▸ Document text
--- BEGIN ---

The reasons may be more because of us than the game. I'm not saying this as "mind over matter" but rather, should I say, the reverse. The subconscious is taking over the conscious.

 

Before you ask for a tl;dr (and I will try to keep this relatively short) I want to point out that, by the time you find yourself wanting one, you should already realize the point that's being made.

 

Now then, think about some things. Do you have a backlog of entertainment? Do you pile up browser bookmarks like there's no tommorow? Did you recently buy the HD re-release of a trilogy of games?

 

You know that you have these for a purpose, but at the same time, you likely aren't getting much use out of them anytime soon.

 

The last example in particular is relevant. I bought Metal Gear Solid HD Collection (2 games) quite a while ago, and cleared MGS3 throughout several, spread out sessions. As for MGS2? Haven't even started it up.

 

Now here comes Fire Emblem Fates with two games released at once and one more released shortly thereafter (if you didn't buy the Special Edition.) By the time you're done with one, you probably don't feel particularly enthusiastic to try the next one in line immediately- you just finished a whole game, you want to take a break, and you aren't particularly obligated to do the two other routes, it's not like it ends off at a major cliffhanger and starts where that left off in the other mode. You lose momentum.

--- END ---

(Entries in the collection)
--- BEGIN ---

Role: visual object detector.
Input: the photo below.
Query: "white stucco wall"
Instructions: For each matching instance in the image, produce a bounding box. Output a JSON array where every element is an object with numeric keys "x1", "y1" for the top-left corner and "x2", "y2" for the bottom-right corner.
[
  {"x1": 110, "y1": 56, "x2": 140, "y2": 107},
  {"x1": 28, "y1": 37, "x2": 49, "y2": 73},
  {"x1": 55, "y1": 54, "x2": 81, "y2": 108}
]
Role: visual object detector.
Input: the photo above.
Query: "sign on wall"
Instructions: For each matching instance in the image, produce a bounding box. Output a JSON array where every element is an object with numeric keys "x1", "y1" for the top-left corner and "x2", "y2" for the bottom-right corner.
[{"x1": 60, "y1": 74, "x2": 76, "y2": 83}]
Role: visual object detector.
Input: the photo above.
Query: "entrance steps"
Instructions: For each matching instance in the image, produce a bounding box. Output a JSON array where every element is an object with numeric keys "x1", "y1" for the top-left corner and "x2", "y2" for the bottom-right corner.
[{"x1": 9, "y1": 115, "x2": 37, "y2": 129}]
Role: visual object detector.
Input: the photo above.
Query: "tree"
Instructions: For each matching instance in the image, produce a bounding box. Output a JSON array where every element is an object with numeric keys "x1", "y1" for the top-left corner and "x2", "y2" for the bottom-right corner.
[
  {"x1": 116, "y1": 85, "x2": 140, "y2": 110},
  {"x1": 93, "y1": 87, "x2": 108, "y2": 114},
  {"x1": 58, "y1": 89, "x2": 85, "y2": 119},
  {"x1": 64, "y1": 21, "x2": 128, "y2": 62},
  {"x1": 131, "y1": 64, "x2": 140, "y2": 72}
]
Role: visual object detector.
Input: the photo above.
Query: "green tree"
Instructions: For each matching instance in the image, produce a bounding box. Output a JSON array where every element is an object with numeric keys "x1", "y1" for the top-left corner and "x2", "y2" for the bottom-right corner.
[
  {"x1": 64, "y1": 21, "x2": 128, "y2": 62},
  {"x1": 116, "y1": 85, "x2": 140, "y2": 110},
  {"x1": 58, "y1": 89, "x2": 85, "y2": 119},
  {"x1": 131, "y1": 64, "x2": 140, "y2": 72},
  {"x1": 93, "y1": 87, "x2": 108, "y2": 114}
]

--- END ---

▸ Task prompt
Please write out the whole post about game backlogs word for word. The entries have no role in any of this.

▸ Task response
The reasons may be more because of us than the game. I'm not saying this as "mind over matter" but rather, should I say, the reverse. The subconscious is taking over the conscious.

 

Before you ask for a tl;dr (and I will try to keep this relatively short) I want to point out that, by the time you find yourself wanting one, you should already realize the point that's being made.

 

Now then, think about some things. Do you have a backlog of entertainment? Do you pile up browser bookmarks like there's no tommorow? Did you recently buy the HD re-release of a trilogy of games?

 

You know that you have these for a purpose, but at the same time, you likely aren't getting much use out of them anytime soon.

 

The last example in particular is relevant. I bought Metal Gear Solid HD Collection (2 games) quite a while ago, and cleared MGS3 throughout several, spread out sessions. As for MGS2? Haven't even started it up.

 

Now here comes Fire Emblem Fates with two games released at once and one more released shortly thereafter (if you didn't buy the Special Edition.) By the time you're done with one, you probably don't feel particularly enthusiastic to try the next one in line immediately- you just finished a whole game, you want to take a break, and you aren't particularly obligated to do the two other routes, it's not like it ends off at a major cliffhanger and starts where that left off in the other mode. You lose momentum.